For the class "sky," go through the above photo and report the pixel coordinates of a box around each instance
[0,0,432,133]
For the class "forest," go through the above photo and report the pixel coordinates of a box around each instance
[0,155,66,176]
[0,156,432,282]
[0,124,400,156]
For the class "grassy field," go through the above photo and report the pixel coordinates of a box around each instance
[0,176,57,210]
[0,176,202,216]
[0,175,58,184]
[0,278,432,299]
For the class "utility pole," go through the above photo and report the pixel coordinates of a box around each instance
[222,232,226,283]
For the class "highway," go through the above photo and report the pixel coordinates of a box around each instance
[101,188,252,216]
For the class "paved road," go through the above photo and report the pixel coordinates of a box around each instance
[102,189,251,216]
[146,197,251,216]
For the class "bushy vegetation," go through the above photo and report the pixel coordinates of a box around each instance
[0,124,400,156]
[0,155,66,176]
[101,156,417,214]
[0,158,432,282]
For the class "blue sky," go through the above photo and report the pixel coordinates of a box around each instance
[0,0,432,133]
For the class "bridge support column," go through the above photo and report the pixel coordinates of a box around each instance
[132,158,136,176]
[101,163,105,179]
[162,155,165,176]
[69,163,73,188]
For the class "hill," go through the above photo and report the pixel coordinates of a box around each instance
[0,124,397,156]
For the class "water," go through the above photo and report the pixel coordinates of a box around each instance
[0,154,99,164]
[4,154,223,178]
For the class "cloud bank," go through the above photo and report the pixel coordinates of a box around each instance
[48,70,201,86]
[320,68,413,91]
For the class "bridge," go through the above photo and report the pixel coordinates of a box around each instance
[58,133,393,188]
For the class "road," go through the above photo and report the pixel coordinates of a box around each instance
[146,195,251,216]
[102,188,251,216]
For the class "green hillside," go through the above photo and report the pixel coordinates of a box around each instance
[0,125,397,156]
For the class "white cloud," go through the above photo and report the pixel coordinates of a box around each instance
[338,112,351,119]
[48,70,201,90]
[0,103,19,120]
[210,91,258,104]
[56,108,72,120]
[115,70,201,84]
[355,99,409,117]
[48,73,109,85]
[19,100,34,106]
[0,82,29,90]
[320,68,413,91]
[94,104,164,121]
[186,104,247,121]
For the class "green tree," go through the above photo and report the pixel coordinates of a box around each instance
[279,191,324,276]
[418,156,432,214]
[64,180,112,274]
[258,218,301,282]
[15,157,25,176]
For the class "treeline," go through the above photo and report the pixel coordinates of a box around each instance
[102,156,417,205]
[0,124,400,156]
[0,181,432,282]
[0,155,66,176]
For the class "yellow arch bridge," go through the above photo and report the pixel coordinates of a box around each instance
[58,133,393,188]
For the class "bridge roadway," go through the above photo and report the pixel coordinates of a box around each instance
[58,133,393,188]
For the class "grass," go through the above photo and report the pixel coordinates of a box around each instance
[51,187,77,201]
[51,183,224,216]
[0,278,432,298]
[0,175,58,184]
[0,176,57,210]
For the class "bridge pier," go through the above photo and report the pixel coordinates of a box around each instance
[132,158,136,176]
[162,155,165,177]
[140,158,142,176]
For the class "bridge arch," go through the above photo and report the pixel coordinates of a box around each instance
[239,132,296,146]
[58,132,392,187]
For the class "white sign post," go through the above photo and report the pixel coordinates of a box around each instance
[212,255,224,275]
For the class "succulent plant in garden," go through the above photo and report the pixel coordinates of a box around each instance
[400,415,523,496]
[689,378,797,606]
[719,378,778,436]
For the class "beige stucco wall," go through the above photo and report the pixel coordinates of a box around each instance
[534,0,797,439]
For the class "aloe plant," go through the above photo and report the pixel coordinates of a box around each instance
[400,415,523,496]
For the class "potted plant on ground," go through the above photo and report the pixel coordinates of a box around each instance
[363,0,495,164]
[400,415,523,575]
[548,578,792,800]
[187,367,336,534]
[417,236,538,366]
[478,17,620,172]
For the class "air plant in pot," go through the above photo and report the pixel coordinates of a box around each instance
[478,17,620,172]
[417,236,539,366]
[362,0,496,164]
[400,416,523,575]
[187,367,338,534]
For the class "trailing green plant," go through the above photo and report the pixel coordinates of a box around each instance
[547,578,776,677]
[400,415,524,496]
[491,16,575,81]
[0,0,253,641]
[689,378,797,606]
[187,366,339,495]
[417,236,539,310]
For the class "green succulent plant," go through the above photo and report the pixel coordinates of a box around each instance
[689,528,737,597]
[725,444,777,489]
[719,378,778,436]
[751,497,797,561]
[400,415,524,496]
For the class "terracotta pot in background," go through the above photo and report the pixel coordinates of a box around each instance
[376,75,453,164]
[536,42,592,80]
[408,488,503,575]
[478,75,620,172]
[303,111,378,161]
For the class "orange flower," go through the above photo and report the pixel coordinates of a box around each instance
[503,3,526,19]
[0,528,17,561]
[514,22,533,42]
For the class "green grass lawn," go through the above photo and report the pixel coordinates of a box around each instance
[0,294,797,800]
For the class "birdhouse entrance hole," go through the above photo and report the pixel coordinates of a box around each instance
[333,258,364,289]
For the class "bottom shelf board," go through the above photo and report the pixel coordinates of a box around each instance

------------------------------------

§ OBJECTIVE
How many lines of the records contain the string "succulent"? Treat uppercase and lowercase letters as different, and reply with the number alone.

§ FULL RESPONSE
2